• [Work to be completed]:
Write out the listing below from the line containing "Could you point at the kappa" through its end, requests included, and rescale each answer point coordinate by multiplying it by 1.25 and rounding to a whole number, with halves going up. Leave the requests and the number pairs that follow each of them unchanged.
**** Supplied material ****
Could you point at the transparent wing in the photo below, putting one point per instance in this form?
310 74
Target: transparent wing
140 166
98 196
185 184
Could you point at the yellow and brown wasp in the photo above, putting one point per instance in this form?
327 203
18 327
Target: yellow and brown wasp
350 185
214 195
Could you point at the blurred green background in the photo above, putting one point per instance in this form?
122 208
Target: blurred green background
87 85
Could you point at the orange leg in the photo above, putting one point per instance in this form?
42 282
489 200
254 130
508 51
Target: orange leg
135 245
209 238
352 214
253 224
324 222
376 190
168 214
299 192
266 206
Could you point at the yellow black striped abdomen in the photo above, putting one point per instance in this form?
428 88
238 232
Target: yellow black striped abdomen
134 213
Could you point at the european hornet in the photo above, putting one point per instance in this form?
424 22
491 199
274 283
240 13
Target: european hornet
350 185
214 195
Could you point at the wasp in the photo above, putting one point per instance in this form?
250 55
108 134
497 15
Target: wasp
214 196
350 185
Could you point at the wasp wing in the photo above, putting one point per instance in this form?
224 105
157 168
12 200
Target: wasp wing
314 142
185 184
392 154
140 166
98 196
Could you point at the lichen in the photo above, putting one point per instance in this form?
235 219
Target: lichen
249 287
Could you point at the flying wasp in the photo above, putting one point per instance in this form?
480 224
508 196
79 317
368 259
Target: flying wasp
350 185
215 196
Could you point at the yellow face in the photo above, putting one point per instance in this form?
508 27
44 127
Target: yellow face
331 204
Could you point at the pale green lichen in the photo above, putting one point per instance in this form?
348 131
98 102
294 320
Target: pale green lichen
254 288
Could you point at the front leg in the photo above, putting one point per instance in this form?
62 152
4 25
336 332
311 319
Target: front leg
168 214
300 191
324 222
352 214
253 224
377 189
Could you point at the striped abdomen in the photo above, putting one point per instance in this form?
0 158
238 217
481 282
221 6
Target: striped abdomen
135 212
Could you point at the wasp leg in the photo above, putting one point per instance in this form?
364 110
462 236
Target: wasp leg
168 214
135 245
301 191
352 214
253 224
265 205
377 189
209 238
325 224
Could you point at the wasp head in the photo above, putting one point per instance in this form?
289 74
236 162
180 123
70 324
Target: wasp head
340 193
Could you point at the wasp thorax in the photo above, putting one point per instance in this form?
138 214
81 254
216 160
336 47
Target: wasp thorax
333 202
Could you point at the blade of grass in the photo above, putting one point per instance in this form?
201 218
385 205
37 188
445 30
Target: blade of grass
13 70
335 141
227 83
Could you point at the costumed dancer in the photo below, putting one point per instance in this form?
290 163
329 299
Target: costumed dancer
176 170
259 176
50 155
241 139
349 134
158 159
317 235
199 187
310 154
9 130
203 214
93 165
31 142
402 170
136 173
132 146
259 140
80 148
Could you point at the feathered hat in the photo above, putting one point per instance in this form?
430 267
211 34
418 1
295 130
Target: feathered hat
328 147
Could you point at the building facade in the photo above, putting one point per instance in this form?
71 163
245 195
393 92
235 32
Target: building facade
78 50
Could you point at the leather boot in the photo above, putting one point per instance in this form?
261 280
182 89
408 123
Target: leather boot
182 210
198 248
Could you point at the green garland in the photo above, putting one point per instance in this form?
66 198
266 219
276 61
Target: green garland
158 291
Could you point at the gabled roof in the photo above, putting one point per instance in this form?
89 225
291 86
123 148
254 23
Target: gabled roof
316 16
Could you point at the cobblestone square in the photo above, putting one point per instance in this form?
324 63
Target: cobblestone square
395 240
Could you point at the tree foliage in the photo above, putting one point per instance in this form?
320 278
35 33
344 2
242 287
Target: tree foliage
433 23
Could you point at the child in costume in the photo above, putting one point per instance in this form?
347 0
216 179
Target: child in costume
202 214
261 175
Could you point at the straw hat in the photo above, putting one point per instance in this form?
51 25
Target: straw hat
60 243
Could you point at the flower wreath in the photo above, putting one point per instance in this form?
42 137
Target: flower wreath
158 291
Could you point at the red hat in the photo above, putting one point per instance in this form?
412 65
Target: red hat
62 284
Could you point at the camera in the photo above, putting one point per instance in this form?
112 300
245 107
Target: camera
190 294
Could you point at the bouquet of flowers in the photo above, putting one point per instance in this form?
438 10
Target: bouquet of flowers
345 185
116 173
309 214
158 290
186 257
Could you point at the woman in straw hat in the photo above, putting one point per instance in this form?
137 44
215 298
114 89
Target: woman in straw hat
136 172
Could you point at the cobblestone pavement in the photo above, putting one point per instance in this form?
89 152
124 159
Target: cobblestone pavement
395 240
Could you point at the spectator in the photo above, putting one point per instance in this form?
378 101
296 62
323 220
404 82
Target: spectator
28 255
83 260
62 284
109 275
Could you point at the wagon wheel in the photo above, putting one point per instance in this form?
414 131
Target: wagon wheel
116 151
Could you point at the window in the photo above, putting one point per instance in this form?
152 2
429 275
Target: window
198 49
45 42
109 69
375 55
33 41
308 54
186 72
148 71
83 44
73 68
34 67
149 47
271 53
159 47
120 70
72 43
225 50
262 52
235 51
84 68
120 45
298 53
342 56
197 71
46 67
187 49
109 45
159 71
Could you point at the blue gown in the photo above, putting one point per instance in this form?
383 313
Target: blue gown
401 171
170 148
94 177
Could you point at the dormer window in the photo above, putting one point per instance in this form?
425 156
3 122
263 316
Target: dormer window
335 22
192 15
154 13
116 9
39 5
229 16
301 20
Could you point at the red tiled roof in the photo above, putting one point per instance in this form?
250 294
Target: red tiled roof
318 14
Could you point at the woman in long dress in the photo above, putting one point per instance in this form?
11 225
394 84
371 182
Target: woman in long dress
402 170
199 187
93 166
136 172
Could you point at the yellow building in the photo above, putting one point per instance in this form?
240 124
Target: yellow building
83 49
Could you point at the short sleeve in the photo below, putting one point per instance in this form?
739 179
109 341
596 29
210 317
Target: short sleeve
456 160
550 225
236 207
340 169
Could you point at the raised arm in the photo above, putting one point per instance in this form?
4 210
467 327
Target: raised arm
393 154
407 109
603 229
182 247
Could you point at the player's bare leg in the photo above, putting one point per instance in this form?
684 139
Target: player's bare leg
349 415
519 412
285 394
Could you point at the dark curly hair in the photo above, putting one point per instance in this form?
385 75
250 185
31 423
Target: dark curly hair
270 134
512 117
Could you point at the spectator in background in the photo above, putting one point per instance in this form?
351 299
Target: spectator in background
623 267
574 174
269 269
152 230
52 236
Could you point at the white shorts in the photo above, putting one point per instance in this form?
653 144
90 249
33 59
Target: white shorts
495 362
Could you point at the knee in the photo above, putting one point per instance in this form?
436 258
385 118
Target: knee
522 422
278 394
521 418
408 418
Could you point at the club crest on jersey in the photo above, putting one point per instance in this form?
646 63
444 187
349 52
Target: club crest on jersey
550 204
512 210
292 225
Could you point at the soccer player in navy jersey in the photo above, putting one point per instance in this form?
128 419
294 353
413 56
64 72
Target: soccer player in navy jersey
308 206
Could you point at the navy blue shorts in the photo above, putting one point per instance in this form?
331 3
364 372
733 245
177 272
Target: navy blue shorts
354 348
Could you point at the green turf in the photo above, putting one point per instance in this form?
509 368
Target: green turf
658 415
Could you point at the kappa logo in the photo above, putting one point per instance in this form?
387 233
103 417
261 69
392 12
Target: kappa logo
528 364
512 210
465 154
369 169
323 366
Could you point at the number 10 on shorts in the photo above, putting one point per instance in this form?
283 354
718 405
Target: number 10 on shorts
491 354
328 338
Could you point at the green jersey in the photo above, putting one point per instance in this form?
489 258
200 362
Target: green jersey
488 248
****
• [Complete response]:
Could you point at the kappa logo in the photo above, putting one point per instance in this form?
387 233
103 417
261 69
392 12
Target: kappa logo
660 455
640 263
581 193
461 211
404 458
Could you point at the number 10 on shorts in the photo above, putting one point per instance in this form?
283 354
718 405
Target: number 10 on shorts
614 443
410 423
Could you point at the green jersey in the photo above, putting one point per instance in this form?
489 258
200 362
Target: green jersey
610 310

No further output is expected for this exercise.